*Challenge*: What is needed is an exact repeat of the lines from the line containing "Locate every instance of the gray trousers" through the final line of the entries below, and nothing else.

Records from a point labeling set
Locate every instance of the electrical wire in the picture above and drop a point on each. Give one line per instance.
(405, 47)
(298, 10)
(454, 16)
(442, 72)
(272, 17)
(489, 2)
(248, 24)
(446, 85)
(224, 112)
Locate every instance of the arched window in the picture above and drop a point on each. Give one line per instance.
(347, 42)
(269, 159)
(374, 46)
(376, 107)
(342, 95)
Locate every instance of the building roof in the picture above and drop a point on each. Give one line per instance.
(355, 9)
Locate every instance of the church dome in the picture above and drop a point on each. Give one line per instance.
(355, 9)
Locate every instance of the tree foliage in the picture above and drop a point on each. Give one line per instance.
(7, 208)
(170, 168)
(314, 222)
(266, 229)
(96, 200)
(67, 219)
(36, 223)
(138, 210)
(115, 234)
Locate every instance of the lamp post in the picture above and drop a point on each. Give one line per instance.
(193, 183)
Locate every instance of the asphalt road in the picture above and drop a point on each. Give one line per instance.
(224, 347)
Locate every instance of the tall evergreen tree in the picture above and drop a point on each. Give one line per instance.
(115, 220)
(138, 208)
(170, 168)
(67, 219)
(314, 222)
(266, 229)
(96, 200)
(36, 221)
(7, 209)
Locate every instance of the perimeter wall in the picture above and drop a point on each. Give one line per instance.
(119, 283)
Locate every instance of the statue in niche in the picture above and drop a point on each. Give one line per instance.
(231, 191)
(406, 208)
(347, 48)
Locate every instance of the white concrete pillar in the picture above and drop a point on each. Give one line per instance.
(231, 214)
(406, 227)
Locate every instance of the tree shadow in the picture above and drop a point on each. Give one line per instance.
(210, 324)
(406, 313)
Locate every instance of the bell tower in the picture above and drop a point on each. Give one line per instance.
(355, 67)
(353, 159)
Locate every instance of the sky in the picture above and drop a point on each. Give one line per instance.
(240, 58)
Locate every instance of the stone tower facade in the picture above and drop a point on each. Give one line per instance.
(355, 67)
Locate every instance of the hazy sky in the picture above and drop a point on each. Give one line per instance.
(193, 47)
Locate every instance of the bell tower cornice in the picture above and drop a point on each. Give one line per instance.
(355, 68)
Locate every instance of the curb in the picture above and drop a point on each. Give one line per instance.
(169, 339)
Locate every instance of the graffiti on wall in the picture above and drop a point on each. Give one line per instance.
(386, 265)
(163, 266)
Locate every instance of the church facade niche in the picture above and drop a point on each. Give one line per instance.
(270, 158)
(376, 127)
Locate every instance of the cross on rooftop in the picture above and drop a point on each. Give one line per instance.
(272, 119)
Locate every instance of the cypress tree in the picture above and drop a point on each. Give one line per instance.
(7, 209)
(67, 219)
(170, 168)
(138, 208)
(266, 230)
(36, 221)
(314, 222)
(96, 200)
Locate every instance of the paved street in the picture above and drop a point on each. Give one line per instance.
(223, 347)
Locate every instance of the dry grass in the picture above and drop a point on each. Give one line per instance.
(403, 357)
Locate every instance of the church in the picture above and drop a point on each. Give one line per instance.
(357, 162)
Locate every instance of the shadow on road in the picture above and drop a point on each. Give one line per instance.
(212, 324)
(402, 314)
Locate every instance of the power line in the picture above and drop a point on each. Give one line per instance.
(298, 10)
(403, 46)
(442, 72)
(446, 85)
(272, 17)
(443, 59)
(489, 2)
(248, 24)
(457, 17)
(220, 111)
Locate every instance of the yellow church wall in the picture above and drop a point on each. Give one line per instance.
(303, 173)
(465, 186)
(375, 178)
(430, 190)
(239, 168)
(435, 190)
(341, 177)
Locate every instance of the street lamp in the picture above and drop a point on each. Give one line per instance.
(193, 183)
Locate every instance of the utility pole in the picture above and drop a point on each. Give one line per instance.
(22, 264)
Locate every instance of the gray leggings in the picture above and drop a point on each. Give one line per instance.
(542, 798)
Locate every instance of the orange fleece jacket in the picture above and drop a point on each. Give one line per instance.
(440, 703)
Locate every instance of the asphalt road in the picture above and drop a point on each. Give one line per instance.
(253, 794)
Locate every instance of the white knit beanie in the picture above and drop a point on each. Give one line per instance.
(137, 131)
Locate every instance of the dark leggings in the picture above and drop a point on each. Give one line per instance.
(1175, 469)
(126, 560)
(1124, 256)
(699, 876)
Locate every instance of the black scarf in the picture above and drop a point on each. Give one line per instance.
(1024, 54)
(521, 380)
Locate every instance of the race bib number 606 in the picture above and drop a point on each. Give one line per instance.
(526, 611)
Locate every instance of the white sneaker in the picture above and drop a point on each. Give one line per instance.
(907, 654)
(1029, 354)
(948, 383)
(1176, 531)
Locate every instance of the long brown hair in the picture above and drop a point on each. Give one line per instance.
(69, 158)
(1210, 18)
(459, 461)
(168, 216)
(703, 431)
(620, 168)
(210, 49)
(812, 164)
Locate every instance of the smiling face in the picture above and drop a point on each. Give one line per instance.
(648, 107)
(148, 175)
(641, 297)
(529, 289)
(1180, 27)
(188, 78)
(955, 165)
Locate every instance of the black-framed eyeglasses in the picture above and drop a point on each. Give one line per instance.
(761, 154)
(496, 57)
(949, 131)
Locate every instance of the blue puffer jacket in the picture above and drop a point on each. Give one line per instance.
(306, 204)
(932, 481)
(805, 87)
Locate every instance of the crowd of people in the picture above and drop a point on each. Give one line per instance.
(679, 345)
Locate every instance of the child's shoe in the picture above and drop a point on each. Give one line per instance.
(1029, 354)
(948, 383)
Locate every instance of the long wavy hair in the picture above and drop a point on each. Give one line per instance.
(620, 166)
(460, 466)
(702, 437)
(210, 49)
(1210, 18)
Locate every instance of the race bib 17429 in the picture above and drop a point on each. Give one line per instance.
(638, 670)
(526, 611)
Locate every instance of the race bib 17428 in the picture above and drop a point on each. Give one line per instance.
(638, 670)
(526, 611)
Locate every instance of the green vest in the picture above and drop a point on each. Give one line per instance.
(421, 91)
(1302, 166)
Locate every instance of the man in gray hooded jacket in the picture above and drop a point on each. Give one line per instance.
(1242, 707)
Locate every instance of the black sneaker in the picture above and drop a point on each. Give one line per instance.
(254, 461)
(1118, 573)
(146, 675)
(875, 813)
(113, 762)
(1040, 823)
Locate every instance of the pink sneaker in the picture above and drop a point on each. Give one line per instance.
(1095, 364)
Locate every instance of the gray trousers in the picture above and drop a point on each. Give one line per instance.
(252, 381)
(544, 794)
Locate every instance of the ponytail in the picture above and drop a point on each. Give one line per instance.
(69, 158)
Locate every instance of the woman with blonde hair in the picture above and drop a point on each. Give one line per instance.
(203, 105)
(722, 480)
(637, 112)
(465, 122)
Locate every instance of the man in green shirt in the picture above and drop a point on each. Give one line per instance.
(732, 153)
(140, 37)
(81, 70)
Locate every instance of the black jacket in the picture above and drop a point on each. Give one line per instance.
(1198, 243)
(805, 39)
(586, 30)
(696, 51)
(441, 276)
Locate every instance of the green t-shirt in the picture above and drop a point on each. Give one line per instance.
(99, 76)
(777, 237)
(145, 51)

*Exercise solution*:
Locate every instance of the gray trousers in the picture above and drop a point on each. Give one line per instance.
(252, 381)
(544, 794)
Locate every instance of the ponytail in the picture above and drop a point on each. Give one line per instance.
(69, 158)
Locate every instance of the woman with blonde hair in the picture above and drop a point on each. Give one line per instance.
(203, 105)
(722, 480)
(637, 112)
(465, 122)
Locate every instance of the man in green shirt in the picture above and drop a point on each. Give one line per instance.
(732, 153)
(140, 37)
(81, 70)
Locate every instance of the black jacket in the picture above and drop a point on each. Give one line per instance.
(1198, 243)
(805, 39)
(586, 30)
(696, 51)
(441, 276)
Locate every instance of the green t-shirt in the picture above and drop a point on each. Give one line per instance.
(99, 76)
(777, 237)
(145, 51)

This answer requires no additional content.